_Problem statement_
In the passage on algebraic independence models, which algorithm underlies the exact independence test developed by the authors?

_Excerpt to read_
* * * * *

Background
Independence models among variables is one of the most relevant topics in epidemiology,
particularly in molecular epidemiology for the study of gene-gene and gene-environment
interactions. They have been studied using three main kinds of analysis: regression
analysis, data mining approaches and Bayesian model selection. Recently, methods of
algebraic statistics have been extensively used for applications to biology. In this paper
we present a synthetic, but complete description of independence models in algebraic
statistics and a new method of analyzing interactions, that is equivalent to the
correction by Markov bases of the Fisher’s exact test.
Methods
We identified the suitable algebraic independence model for describing the dependence of
two genetic variables from the occurrence of cancer and exploited the theory of toric
varieties and Gröbner basis for developing an exact independence test based on the
Diaconis-Sturmfels algorithm. We implemented it in a Maple routine and we applied it to
the study of gene-gene interaction in Gen-Air, an European case-control study. We computed
the p-value for each pair of genetic variables interacting with disease status and we
compared our results with the standard asymptotic chi-square test.

* * * * *

_Natural-language descriptions of regions_
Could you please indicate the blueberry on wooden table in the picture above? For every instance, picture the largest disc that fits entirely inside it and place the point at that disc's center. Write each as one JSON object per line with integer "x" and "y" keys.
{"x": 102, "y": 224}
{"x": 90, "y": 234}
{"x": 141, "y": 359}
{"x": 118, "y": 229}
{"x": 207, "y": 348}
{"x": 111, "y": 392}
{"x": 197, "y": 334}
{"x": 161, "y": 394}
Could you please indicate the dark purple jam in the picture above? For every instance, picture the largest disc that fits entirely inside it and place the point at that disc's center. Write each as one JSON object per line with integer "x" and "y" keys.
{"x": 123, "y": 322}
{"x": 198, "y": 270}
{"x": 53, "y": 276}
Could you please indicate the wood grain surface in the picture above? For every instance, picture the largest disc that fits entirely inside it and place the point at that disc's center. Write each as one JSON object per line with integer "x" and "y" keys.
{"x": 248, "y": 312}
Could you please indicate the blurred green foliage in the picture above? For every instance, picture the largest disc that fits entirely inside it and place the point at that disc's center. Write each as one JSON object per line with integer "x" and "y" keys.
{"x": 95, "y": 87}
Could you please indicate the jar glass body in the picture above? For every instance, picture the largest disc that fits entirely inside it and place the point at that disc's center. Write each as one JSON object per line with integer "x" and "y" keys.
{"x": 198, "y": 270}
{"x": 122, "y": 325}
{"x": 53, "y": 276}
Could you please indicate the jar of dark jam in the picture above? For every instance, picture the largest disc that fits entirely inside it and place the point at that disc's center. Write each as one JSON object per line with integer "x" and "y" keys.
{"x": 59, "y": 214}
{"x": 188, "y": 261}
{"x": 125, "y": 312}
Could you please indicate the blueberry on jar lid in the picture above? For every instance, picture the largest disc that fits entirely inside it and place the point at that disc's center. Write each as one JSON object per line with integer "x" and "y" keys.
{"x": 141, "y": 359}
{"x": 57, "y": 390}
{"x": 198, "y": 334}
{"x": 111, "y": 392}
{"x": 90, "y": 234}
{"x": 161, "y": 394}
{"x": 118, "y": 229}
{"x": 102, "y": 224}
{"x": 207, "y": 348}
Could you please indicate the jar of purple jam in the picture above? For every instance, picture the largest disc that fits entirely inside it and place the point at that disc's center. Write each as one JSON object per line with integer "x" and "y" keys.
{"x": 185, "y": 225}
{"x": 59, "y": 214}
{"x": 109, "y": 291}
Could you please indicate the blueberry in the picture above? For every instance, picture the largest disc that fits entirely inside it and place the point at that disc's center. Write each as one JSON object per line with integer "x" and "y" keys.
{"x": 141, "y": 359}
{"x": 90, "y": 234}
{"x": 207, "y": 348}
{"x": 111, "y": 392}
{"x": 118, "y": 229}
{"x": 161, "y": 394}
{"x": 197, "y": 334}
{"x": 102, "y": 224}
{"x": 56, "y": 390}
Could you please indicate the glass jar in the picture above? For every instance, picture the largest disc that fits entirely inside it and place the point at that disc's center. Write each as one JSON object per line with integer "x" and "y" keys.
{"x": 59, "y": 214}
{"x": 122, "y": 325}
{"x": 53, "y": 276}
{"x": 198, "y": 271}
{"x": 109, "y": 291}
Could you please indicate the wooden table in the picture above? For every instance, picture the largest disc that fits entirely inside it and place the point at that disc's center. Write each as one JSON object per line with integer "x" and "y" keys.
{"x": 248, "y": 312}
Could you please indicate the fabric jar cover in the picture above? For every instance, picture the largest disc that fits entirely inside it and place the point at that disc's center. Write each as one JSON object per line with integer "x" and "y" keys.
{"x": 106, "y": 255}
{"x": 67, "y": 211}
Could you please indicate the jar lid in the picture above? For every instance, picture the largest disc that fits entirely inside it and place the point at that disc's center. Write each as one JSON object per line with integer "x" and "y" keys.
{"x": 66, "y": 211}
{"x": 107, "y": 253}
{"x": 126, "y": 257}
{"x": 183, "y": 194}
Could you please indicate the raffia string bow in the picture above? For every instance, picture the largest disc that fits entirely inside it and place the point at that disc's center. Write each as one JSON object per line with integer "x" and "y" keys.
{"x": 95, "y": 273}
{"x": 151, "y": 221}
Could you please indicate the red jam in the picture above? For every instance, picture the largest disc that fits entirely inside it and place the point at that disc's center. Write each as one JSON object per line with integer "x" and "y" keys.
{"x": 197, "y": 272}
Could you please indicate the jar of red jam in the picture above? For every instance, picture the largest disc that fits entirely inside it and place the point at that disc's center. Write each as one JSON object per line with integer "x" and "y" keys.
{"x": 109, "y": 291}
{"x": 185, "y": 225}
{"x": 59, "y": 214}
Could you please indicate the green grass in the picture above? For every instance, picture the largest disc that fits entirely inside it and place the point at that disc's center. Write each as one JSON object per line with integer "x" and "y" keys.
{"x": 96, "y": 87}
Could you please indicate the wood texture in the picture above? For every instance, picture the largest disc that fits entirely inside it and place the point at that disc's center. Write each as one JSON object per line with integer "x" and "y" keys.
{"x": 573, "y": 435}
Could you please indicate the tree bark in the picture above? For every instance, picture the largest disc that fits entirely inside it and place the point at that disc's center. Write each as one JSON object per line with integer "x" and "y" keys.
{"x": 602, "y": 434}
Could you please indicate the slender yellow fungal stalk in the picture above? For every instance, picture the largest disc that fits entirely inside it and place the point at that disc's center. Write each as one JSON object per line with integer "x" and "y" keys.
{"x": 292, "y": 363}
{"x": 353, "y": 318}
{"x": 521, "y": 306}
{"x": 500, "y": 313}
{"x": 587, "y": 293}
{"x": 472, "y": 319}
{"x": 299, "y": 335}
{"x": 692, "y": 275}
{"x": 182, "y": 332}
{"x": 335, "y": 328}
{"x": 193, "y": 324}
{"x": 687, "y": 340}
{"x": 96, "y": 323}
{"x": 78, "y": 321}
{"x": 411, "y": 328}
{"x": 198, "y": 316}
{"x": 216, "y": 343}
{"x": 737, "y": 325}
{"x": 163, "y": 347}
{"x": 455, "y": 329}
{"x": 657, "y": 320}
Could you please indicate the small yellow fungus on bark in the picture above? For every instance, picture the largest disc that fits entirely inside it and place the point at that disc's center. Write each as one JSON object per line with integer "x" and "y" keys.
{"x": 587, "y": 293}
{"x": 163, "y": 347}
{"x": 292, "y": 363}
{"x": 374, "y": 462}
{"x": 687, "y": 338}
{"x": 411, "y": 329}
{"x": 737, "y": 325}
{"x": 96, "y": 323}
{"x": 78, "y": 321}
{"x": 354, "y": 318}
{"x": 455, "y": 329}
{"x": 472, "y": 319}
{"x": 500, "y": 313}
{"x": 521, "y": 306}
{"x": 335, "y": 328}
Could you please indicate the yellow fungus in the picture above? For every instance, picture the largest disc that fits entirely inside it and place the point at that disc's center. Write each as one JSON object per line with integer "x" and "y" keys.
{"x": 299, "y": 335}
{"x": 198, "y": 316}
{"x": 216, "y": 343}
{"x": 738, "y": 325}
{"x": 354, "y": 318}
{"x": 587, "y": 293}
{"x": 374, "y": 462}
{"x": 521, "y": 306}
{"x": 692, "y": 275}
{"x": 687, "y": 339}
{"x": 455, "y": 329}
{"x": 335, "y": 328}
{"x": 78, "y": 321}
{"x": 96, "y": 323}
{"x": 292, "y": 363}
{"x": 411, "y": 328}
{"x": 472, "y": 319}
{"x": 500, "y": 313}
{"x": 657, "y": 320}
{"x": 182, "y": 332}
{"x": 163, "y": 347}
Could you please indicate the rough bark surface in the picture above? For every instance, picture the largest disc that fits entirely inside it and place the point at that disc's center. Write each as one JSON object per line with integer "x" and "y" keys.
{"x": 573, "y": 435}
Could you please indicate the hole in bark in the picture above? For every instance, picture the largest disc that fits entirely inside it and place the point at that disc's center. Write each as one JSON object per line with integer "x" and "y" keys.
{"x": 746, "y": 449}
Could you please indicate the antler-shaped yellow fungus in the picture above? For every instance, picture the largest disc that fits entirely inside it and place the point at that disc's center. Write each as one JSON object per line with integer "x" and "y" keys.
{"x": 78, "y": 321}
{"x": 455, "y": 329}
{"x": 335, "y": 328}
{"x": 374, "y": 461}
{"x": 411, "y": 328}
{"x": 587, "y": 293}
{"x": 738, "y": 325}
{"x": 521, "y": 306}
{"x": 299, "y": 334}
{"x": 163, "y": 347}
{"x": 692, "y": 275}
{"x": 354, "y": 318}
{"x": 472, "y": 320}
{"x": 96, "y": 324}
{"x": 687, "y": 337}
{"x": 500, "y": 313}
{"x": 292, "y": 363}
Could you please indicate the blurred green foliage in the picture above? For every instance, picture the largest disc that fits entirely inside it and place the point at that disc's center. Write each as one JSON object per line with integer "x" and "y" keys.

* * * * *

_Completed exercise_
The Diaconis-Sturmfels algorithm.